_PAGE EXTRACT:_

----

Jackie Chan Adventures (2000–2005): Season 2, Episode 2 - The Warrior Incarnate - full transcript

Jackie and Uncle try to study the marking on the statue of Lo Pei, the warrior who scattered the Talismans, hoping to find clues to the remaining ones. When Jade shatters the statue. She finds a way to repair the damage, and brings the ancient warrior to life.

My Patience wears thin, valmont.

Every moment spent imprisoned
in this stone casement

is an eternity lost.

I assure you, shendu,

my men are spending
every waking moment

searching for your talismans.

Aw, come on,
I wanna see the baseball scores.

Uh-uh, not till I finish
checking out stuie kablooey.

He's the bomb.

You two. Come closer.

Show me the parchment.



Are you a giants fan, shendu?

(Hisses) Turn it over!

The hair plugs ad?

The statue of lo pei.

Ha, you wanna see lo pei?

You ought to check
out my salary.

Get it? Low pay?

Fools! Lo pei was the warrior

who scattered my talismans

to the 4 corners of the earth

and turned me into a statue.

Well, I guess somebody

did the same to him, huh?

What goes around comes around.



No, that is simply a
statue made of terra cotta.

Whose leggings
Bear inscriptions.

(Hisses) Which may
provide precious clues

as to the whereabouts of
the remaining talismans.

Bring the terra
cotta warrior to me.

Hurry, uncle.
We're on a very tight...

Ow! The great wall was
not built in a day.

Translations are very tricky.

School to uncle's in 3.5 minutes.
A new record!

And the crowd goes wild.

No!

Oh...

Oh! What did you do?!

What did you do?

You put an old junk heap

in the middle of the floor.

That old junk heap is
a priceless antiquity

on loan from the museum.

Desecration of a
sacred artifact.

----

_DATASET CONTENT:_
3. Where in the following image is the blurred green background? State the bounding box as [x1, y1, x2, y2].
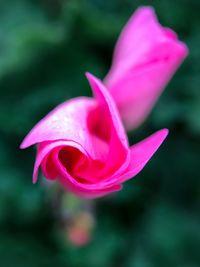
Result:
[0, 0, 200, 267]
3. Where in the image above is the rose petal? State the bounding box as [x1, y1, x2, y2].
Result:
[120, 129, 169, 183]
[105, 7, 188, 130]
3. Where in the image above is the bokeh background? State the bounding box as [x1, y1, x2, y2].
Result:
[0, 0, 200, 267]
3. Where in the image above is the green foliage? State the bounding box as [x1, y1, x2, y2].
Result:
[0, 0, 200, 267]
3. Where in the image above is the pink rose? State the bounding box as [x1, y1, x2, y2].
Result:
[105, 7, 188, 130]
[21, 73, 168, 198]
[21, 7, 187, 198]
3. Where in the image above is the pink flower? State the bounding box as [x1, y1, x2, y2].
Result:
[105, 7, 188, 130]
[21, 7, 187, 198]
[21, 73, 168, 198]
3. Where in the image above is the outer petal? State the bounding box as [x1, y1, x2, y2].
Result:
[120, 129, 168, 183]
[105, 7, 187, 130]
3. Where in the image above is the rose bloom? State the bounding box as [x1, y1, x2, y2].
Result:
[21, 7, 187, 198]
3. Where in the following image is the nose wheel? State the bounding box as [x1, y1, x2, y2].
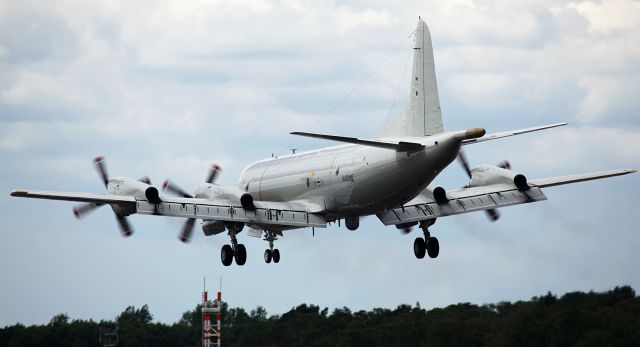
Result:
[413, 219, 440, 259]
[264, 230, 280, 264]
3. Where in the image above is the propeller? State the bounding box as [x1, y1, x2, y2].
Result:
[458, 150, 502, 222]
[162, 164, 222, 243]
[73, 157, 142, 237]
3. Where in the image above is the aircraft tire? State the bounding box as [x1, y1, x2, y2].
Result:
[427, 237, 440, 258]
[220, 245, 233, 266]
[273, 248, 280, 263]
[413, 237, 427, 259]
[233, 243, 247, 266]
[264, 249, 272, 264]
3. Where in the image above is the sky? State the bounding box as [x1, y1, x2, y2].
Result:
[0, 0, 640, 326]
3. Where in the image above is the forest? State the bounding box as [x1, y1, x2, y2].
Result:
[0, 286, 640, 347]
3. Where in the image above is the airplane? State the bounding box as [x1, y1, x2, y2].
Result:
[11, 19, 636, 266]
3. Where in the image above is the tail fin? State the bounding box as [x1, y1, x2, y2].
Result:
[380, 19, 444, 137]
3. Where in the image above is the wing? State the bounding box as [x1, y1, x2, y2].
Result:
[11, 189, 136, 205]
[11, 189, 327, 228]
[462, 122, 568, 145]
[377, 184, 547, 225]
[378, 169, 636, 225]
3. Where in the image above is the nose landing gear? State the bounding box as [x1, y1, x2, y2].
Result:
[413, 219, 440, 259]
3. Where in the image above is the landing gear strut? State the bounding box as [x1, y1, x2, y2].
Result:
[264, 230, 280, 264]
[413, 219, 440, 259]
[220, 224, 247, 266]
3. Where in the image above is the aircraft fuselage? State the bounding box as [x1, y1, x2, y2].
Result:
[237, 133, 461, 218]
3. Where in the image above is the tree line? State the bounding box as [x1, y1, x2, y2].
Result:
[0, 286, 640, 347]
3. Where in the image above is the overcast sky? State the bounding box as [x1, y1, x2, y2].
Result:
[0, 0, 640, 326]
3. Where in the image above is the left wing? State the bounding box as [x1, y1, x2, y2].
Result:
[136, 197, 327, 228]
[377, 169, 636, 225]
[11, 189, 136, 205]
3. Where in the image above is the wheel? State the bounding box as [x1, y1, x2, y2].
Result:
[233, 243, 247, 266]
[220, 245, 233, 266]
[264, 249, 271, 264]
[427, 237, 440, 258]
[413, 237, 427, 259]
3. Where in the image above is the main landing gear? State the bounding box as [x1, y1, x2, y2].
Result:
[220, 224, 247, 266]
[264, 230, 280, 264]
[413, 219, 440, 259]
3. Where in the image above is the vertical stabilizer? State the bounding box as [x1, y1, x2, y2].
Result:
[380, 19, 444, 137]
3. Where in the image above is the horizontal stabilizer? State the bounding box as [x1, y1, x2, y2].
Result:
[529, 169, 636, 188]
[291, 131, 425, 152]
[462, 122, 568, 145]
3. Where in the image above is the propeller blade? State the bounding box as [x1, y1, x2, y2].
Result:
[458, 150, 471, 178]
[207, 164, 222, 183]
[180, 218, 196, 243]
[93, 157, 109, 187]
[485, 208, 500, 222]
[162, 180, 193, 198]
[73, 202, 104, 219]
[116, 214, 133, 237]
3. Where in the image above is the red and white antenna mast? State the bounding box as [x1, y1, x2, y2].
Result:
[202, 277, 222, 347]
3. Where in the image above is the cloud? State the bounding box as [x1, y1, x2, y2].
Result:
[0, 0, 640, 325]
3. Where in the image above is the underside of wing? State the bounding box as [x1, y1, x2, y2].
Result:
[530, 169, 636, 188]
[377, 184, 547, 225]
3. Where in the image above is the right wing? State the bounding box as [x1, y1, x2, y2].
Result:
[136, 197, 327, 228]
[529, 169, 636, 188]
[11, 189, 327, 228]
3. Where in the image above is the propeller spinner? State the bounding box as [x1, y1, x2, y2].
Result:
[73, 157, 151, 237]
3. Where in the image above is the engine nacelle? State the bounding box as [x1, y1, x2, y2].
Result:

----

Answer these questions about the episode transcript:
(a) According to Shendu, what two things did Lo Pei do to him and his talismans?
(b) What part of the terra cotta statue bears inscriptions?
(c) Where is the statue on loan from?
The rows are separate material with no connection to the transcript.

_EXERCISE ANSWER:_
(a) Lo Pei scattered Shendu's talismans to the four corners of the earth and turned Shendu into a statue.
(b) The leggings.
(c) The museum.